(Records excerpted from a collection)
+++
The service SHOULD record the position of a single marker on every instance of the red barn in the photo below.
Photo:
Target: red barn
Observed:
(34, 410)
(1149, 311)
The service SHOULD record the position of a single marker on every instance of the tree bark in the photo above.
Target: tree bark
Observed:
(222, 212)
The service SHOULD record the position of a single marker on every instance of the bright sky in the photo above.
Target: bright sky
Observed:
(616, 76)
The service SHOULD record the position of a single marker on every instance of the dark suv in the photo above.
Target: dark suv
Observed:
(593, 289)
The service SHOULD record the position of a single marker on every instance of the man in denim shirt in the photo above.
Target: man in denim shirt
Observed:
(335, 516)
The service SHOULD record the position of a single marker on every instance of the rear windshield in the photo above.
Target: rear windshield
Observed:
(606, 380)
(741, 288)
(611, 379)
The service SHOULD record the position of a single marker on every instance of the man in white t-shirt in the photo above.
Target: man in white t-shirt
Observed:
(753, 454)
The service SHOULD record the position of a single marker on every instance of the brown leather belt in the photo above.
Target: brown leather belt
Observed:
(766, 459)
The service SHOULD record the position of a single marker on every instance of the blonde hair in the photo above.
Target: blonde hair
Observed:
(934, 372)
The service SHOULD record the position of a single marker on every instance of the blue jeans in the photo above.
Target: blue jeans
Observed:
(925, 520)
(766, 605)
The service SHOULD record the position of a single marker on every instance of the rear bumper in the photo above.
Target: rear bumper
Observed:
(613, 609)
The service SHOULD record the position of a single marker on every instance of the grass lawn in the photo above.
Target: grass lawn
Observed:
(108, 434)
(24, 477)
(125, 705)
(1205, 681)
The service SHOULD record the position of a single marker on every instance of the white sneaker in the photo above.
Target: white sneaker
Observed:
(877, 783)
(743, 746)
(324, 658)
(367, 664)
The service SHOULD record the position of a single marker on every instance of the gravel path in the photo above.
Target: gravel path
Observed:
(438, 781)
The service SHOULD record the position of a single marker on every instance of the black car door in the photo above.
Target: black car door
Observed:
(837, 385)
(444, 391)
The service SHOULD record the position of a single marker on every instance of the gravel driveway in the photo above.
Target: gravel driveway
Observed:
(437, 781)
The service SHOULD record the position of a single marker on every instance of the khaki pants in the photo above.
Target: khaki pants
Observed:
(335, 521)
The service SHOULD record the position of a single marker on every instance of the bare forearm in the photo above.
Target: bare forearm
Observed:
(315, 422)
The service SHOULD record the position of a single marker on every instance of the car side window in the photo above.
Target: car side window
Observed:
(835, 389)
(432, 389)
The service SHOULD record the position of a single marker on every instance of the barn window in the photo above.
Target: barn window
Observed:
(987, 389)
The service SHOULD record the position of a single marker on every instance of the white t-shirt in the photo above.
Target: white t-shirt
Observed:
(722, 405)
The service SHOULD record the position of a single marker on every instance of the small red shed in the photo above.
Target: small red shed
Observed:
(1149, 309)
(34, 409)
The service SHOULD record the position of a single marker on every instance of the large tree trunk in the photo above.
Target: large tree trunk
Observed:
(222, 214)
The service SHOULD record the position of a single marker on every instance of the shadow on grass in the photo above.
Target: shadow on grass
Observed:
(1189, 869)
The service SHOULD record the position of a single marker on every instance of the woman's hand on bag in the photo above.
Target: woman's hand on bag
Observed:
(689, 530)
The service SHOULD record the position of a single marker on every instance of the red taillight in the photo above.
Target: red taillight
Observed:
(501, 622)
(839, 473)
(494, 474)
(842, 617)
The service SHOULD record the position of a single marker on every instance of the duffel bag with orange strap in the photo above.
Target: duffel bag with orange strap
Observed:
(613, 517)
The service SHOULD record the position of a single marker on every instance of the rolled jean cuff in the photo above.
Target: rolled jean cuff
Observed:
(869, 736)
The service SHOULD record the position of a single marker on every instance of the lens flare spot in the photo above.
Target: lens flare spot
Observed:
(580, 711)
+++
WHAT YOU WILL DO:
The records are to be retyped exactly. No line may be skipped.

TASK ANSWER:
The service SHOULD record the position of a single marker on every instance of the red barn in the photo below.
Photo:
Target: red barn
Observed:
(34, 410)
(1149, 311)
The service SHOULD record the position of a single marker on every instance of the tree bark in the photo above.
Target: tree bark
Observed:
(222, 212)
The service SHOULD record the position of a single marker on every instance of the bright sky in the photo above.
Target: bright sky
Observed:
(616, 76)
The service SHOULD record the position of a single marker on every instance of the dark suv in the photo above.
Target: dark suv
Observed:
(593, 289)
The service SHOULD record the position of a single marker on every instance of the man in denim shirt in the photo above.
Target: man in denim shirt
Observed:
(335, 516)
The service SHOULD record the position of a single marker on every instance of the rear windshield in the photo above.
Target: rear windshield
Observed:
(606, 380)
(741, 288)
(611, 379)
The service SHOULD record the position of a single marker on every instance of the man in white t-shirt in the photo above.
Target: man in white t-shirt
Observed:
(753, 454)
The service SHOULD record the position of a single marker on every instance of the brown leather belt in the photo above.
Target: brown leather belt
Observed:
(766, 459)
The service SHOULD record the position of a single marker on every instance of the blonde hair in the photo above.
Target: blonde hair
Observed:
(934, 372)
The service SHOULD record the position of a single marker on every instance of the blue jeans in the photo above.
Target: blue jeans
Observed:
(925, 520)
(766, 605)
The service SHOULD record the position of a single marker on every instance of the rear bumper in the photo above.
Target: rear bumper
Observed:
(613, 609)
The service SHOULD record the position of a single marker on every instance of the grass lawn in the photo above.
Target: grass lawn
Observed:
(108, 434)
(24, 477)
(125, 705)
(1205, 681)
The service SHOULD record the position of a single marker on every instance of the white sneaker in the photo above.
Target: white sneaker
Observed:
(877, 783)
(743, 746)
(324, 658)
(367, 664)
The service SHOULD record the position of a single marker on every instance of the gravel path in the photo above.
Target: gravel path
Observed:
(438, 781)
The service SHOULD record the position of a single marker on every instance of the black car door in the photo above.
Target: black car door
Observed:
(837, 385)
(444, 391)
The service SHOULD record the position of a single marker on every instance of the gravel driveway in the photo above.
Target: gravel driveway
Observed:
(437, 781)
The service SHOULD record the position of a single marker on every instance of the khaki pants in the photo above.
Target: khaki pants
Observed:
(335, 521)
The service SHOULD record the position of a single marker on every instance of the bare forearm in the photo above.
Target: bare forearm
Observed:
(315, 422)
The service SHOULD record the position of a single marker on every instance of the car side window in the photo above.
Target: car side window
Observed:
(835, 389)
(432, 389)
The service SHOULD record the position of a single marker on every instance of the barn window in the photo above.
Target: barn window
Observed:
(987, 389)
The service SHOULD record the position of a single marker on every instance of the white t-shirt in the photo above.
Target: white t-shirt
Observed:
(722, 405)
The service SHOULD record the position of a single marker on every instance of the small red shed in the photo above.
Target: small red shed
Observed:
(1149, 309)
(34, 409)
The service SHOULD record the position of a single marker on every instance of the large tree trunk in the photo above.
Target: large tree trunk
Observed:
(222, 214)
The service SHOULD record the position of a single marker on every instance of the shadow on grass in the photo above.
Target: shadow on grass
Observed:
(1189, 869)
The service SHOULD record the position of a single marker on every instance of the woman's hand on bag in the photo above.
Target: woman's hand on bag
Observed:
(689, 530)
The service SHOULD record the position of a single marker on every instance of the red taillight in the photo above.
Target: red taillight
Observed:
(501, 622)
(839, 473)
(494, 474)
(842, 617)
The service SHOULD record the position of a single marker on every instance of the duffel bag with orange strap in the photo above.
Target: duffel bag with orange strap
Observed:
(613, 517)
The service SHOULD record the position of a single marker on every instance of the rolled jean cuff in the photo above.
Target: rolled jean cuff
Observed:
(869, 736)
The service SHOULD record the position of a single marker on every instance of the lens flare spot in the photo above.
Target: lens flare spot
Observed:
(580, 711)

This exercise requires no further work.